Page text: Begin

Introduction Bowel resection is the treatment of choice for most patients with colorectal cancer (CRC) but a significant minority are managed non-operatively. The National Bowel Cancer Audit (NBOCA) highlights possible reasons for non-operative treatment; patient frailty, advanced disease or too little cancer to warrant major surgery, but acknowledged some missing data on pre-treatment stage.1This study reviews the reasons for non-resection in a large cohort with a complete dataset.
Method A consecutive series of patients with CRC known to a single NHS Trust with a date of diagnosis 01/04/10 – 31/03/14 were identified from a prospectively populated database. Demographic details and treatment type (formal resection, local resection, non-operative) were exported, along with reasons for non-operative management; Dukes’ stage (i.e. “too little” or “too much” cancer), co-morbidity (“too frail”) and patient preference. Where there was more than one reason for non-operative management, categorisation was hierarchical (Dukes’ stage, then co-morbidity, then patient preference).

Page text: End
Raw data: Begin

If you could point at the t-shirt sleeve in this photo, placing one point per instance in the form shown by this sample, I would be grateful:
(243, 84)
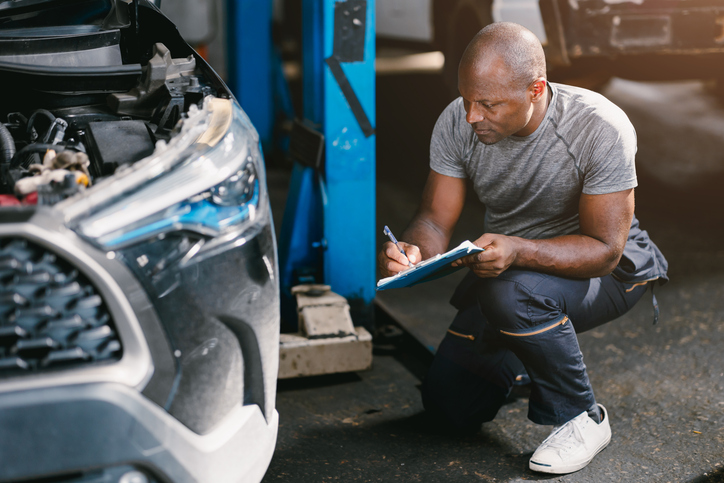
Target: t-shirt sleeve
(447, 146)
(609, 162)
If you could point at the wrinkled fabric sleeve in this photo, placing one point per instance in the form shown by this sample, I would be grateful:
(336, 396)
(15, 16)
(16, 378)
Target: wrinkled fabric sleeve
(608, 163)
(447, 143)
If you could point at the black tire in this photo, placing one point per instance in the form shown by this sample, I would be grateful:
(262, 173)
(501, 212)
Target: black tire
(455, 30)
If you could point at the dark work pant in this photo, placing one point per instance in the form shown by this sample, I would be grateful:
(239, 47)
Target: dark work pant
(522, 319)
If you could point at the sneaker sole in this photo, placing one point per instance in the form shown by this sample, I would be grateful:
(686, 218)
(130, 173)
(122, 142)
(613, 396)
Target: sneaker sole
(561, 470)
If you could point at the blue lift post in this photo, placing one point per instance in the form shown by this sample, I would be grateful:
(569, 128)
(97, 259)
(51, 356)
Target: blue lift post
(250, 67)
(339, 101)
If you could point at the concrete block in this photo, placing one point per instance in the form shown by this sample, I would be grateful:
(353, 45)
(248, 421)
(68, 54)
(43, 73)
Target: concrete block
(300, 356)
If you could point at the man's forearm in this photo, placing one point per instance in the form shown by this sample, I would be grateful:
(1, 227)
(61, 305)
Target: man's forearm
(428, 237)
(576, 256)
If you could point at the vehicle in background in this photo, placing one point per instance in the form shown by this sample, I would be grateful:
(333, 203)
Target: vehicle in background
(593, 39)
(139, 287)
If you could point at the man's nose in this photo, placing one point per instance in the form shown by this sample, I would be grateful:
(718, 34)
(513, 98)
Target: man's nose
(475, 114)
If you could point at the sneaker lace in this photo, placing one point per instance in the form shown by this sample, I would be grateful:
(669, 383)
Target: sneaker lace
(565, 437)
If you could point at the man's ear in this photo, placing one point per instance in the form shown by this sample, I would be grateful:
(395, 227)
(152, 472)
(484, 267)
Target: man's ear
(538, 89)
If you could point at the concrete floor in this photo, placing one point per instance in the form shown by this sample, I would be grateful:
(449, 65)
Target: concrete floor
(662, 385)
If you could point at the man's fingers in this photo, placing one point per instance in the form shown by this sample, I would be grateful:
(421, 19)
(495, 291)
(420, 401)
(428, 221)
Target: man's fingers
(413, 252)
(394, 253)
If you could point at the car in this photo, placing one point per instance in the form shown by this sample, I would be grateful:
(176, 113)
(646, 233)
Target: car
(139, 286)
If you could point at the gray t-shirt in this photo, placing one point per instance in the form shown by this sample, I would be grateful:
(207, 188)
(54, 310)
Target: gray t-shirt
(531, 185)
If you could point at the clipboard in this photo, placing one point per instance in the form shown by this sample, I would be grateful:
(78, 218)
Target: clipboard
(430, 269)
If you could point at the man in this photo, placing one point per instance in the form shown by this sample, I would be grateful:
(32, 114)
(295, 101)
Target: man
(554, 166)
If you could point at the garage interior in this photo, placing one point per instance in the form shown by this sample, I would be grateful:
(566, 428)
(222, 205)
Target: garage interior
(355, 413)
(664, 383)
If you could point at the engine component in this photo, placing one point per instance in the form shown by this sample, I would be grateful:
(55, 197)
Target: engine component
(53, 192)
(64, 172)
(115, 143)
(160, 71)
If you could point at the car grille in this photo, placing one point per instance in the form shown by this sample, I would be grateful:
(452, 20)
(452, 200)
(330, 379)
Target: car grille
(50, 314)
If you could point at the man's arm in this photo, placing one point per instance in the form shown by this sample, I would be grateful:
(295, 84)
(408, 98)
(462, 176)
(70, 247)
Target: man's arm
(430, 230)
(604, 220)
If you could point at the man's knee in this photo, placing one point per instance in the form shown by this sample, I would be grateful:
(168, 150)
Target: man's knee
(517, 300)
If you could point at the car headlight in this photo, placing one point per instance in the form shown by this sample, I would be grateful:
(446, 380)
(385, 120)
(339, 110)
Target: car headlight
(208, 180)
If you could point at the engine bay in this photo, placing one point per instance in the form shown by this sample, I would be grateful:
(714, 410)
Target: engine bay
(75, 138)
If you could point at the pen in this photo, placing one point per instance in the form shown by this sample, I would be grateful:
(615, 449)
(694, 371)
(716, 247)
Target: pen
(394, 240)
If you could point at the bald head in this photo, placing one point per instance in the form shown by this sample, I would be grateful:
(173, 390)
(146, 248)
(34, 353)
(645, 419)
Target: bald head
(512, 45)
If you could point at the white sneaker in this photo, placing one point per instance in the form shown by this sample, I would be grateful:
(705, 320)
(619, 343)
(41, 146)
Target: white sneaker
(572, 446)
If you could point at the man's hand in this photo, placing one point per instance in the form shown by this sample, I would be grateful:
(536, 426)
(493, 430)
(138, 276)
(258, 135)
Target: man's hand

Raw data: End

Exercise 1 —
In the bowel cancer study, what order was used to sort patients who had more than one reason for non-operative management?
Exercise 2 —
Repeat the passage of the bowel cancer study that begins at the words "Introduction Bowel resection" and stops after "a complete dataset.".
The data has nothing to do with this part.

Response area 1 —
Dukes' stage first, then co-morbidity, then patient preference.

Response area 2 —
Introduction Bowel resection is the treatment of choice for most patients with colorectal cancer (CRC) but a significant minority are managed non-operatively. The National Bowel Cancer Audit (NBOCA) highlights possible reasons for non-operative treatment; patient frailty, advanced disease or too little cancer to warrant major surgery, but acknowledged some missing data on pre-treatment stage.1This study reviews the reasons for non-resection in a large cohort with a complete dataset.